● **DIRECTION A**
According to the art portfolio passage, what must happen before new layers of oil paint are applied?

☆ ☆ ☆ ☆ ☆

Step 1 — Initial Pencil Sketch
Light pencil outline establishing the basic wing shape and body proportions.
Step 2 — Ink Detailing Begins
Beginning to add ink detail to the right wing, working from the body outward.
Step 3 — Completed Work
The finished drawing with full ink detail across both wings and body.
Watercolour on Paper
This series shows the layered process of building up a watercolour floral study. Watercolour requires working from light to dark, and this sequence shows how the image emerges through successive washes.
Step 1 — Pencil Sketch
Initial pencil sketch establishing the composition and flower positions.
Step 2 — First Washes
Laying in the first light washes of colour to establish the overall tonal structure.
Step 3 — Building Depth
Adding deeper tones and beginning to define the petal edges.
Step 4 — Final Details
Final details and darkest tones added to complete the composition.
Watercolour on Paper
A playful subject that nonetheless required careful planning. This sequence shows how I worked out the composition and colour relationships before committing to the final version.
Step 1 — Pencil Sketch
Initial sketch working out the proportions and arrangement of toppings.
Step 2 — Colour Study
A colour study exploring the palette before committing to the final piece.
Step 3 — Completed Work
The finished watercolour with all elements resolved.
Oil Paint on Canvas
Oil paint requires patience — layers must dry before new ones are applied. This series documents the stages of building up a dog portrait from the initial sketch through to the final glazed surface.
Step 1 — Pencil Sketch
Pencil sketch on canvas establishing the composition and proportions.
Step 2 — Completed Portrait
The finished oil painting with full colour and detail.
Acrylic on Canvas
Multiple studies of the same landscape subject, exploring different approaches to composition and colour temperature before arriving at the final version.
Study 1 — Warm Palette
First study exploring a warmer, more golden colour palette.
Study 2 — Cooler Tones
Second study with a cooler, more atmospheric approach.
Final Work
The final painting synthesising the best elements of both studies.
Graphite Pencil
A series of geometric form studies exploring three-dimensional shading and spatial reasoning. These exercises form the technical foundation of my observational drawing practice.
Study 1 — Cross Form
A geometric solid with a cross shape on top, shaded to emphasise depth and form.
Study 2 — Star Form
A geometric, three-dimensional star-like shape composed of intersecting planes.
Study 3 — Cone and Cylinder
A study of intersecting geometric shapes demonstrating understanding of light and shadow.

☆ ☆ ☆ ☆ ☆

● **DIRECTION B**
In the rows, take the part that opens with the line containing "Round one — Name the bounding box that frames the sailboat" and closes with the line containing "57, 197, 107, 229", and reproduce only that part with "distant building" switched to "far-off building", leaving everything else unchanged.

Image box annotation records:

☆ ☆ ☆ ☆ ☆

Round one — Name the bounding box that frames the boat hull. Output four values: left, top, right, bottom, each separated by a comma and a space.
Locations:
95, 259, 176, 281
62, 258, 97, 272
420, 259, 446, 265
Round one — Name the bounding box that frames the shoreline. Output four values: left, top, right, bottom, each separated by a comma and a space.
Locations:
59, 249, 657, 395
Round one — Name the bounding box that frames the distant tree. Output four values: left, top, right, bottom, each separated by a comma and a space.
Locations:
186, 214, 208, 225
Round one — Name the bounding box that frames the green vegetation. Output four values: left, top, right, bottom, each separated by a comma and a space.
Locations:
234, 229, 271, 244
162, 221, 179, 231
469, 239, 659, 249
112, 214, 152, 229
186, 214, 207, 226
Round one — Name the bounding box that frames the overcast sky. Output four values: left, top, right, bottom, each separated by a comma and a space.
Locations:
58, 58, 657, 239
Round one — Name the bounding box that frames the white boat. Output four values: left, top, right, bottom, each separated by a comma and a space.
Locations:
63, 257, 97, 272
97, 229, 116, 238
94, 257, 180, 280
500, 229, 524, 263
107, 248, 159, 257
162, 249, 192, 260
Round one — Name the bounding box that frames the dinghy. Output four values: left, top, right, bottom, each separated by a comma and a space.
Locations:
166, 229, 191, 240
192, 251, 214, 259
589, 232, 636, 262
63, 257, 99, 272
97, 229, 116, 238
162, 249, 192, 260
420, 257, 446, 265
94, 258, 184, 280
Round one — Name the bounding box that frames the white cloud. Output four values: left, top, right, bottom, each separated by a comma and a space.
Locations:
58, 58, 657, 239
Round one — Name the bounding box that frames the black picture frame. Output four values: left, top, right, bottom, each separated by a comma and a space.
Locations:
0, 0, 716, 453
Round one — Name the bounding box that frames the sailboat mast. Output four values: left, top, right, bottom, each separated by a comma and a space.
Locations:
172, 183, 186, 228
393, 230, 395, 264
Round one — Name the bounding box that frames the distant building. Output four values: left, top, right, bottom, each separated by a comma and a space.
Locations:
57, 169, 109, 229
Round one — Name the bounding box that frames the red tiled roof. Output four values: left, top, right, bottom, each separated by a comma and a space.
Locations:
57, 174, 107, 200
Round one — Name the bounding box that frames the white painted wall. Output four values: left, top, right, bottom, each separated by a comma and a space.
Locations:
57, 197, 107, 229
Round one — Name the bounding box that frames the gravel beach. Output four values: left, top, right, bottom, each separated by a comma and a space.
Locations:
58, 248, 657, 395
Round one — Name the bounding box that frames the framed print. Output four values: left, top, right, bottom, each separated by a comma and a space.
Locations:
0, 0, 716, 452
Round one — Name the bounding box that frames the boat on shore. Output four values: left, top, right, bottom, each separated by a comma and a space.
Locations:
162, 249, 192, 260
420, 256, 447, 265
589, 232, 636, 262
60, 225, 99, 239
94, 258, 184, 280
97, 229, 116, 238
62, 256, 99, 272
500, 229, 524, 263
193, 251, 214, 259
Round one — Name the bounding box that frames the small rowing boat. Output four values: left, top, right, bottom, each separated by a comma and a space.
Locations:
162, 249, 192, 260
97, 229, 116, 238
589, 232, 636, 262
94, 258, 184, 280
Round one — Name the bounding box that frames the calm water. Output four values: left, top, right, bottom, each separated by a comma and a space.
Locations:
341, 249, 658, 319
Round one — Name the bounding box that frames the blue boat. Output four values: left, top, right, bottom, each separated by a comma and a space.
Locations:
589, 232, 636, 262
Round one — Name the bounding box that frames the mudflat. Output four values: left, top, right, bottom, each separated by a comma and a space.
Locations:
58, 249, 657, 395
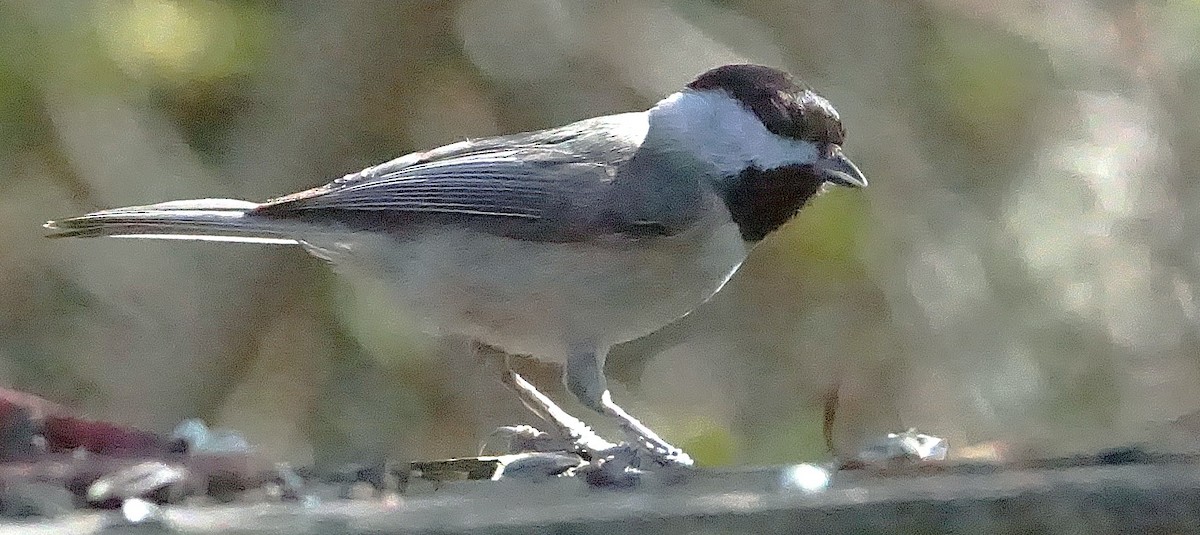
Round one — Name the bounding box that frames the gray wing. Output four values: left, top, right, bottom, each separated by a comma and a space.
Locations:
254, 118, 691, 241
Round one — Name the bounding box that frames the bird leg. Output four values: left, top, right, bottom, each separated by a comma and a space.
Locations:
600, 390, 695, 467
500, 359, 616, 458
565, 351, 694, 467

☆ ☆ ☆ ☆ ☆

● **FULL RESPONSE A**
The earlier layers must dry first.

● **FULL RESPONSE B**
Round one — Name the bounding box that frames the sailboat mast. Output four values: left, top, right, bottom, each separated by a comma and a space.
Locations:
172, 183, 186, 228
393, 230, 395, 264
Round one — Name the bounding box that frames the far-off building. Output four values: left, top, right, bottom, each separated by a comma and a space.
Locations:
57, 169, 109, 229
Round one — Name the bounding box that frames the red tiled roof. Output four values: left, top, right, bottom, each separated by a comma and a space.
Locations:
57, 174, 107, 200
Round one — Name the bounding box that frames the white painted wall. Output four values: left, top, right, bottom, each separated by a comma and a space.
Locations:
57, 197, 107, 229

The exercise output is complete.